* **Exercise input**:
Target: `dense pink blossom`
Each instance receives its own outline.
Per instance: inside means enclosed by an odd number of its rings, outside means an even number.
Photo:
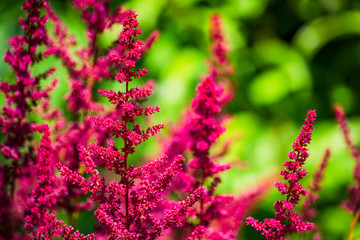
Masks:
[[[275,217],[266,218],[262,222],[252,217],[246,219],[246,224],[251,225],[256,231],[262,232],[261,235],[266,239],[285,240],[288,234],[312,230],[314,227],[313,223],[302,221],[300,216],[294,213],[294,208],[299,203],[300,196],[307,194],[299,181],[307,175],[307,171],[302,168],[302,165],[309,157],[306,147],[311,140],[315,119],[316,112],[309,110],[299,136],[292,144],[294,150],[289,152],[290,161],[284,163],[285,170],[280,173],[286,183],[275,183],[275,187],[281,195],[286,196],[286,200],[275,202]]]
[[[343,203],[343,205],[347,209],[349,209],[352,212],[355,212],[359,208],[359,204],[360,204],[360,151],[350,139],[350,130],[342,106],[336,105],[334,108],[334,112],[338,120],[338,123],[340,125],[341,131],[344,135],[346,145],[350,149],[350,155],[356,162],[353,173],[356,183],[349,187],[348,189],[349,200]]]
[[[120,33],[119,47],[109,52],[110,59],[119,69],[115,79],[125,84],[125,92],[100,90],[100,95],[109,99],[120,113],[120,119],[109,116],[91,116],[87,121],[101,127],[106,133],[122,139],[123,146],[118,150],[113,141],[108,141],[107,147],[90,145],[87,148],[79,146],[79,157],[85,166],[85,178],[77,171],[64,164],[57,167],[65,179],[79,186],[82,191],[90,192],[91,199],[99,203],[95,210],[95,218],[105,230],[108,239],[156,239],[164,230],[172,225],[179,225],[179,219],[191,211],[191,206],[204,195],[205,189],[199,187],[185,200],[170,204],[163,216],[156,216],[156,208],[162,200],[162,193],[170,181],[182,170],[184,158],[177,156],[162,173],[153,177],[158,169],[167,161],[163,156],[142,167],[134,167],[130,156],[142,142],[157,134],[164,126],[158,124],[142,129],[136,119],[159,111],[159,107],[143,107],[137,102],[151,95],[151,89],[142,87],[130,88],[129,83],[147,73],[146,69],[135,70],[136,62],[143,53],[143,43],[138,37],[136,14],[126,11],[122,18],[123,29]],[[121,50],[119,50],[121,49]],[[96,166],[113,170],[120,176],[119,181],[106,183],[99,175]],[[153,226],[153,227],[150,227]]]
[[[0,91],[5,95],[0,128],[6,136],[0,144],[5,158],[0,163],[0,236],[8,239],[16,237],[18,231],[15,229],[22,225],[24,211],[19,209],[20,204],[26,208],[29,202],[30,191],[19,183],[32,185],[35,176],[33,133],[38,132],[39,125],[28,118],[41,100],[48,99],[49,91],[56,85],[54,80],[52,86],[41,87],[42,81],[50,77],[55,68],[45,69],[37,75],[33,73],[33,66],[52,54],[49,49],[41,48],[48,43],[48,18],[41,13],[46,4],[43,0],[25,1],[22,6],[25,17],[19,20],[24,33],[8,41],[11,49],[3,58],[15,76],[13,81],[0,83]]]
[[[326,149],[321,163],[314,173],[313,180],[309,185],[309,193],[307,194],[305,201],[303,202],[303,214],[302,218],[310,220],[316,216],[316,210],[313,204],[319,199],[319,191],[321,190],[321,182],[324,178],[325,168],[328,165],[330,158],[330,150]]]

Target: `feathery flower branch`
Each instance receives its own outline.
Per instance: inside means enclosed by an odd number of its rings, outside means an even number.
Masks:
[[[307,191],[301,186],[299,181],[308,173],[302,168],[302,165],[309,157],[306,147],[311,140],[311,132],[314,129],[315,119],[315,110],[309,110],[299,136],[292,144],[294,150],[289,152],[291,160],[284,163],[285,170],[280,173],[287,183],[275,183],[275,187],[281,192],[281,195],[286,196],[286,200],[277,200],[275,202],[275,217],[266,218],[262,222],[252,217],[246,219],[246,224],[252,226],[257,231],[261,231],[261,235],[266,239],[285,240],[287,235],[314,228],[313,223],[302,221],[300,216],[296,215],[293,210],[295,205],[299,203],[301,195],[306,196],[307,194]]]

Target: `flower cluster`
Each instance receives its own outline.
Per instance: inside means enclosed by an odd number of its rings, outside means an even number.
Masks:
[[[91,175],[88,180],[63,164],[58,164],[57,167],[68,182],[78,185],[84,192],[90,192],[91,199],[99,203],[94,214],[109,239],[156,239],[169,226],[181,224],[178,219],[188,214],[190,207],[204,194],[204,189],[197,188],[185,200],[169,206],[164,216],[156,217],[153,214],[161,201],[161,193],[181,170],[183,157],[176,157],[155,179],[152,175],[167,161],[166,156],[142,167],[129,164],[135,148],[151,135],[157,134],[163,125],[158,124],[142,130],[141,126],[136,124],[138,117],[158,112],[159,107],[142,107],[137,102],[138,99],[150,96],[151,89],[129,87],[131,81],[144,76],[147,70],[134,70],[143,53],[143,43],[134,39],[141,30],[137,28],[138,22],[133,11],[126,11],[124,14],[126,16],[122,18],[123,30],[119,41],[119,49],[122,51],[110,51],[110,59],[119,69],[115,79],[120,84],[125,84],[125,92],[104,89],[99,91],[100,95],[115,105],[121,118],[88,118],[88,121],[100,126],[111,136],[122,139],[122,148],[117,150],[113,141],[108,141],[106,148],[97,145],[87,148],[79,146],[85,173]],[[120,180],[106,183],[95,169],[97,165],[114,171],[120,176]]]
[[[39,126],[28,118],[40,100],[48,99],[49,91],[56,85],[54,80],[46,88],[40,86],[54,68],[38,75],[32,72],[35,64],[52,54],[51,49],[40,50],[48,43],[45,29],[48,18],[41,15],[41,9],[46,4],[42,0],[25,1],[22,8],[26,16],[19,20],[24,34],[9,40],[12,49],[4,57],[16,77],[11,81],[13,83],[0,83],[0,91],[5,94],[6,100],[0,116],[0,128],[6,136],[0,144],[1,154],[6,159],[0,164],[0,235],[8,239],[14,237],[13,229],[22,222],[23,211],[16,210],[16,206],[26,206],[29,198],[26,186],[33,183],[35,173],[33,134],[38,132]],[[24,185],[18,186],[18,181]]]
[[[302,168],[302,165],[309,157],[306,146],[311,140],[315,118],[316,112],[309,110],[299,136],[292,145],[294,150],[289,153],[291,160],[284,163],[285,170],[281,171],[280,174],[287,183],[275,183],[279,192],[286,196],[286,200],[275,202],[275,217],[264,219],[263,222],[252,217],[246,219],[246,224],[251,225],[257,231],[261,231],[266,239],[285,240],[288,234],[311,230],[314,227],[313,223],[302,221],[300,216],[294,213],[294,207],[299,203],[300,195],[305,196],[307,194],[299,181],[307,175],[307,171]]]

* **Short problem**:
Please count the lines in the records above that contain the word "flower" and reply with that number alone.

* **Exercise answer**:
2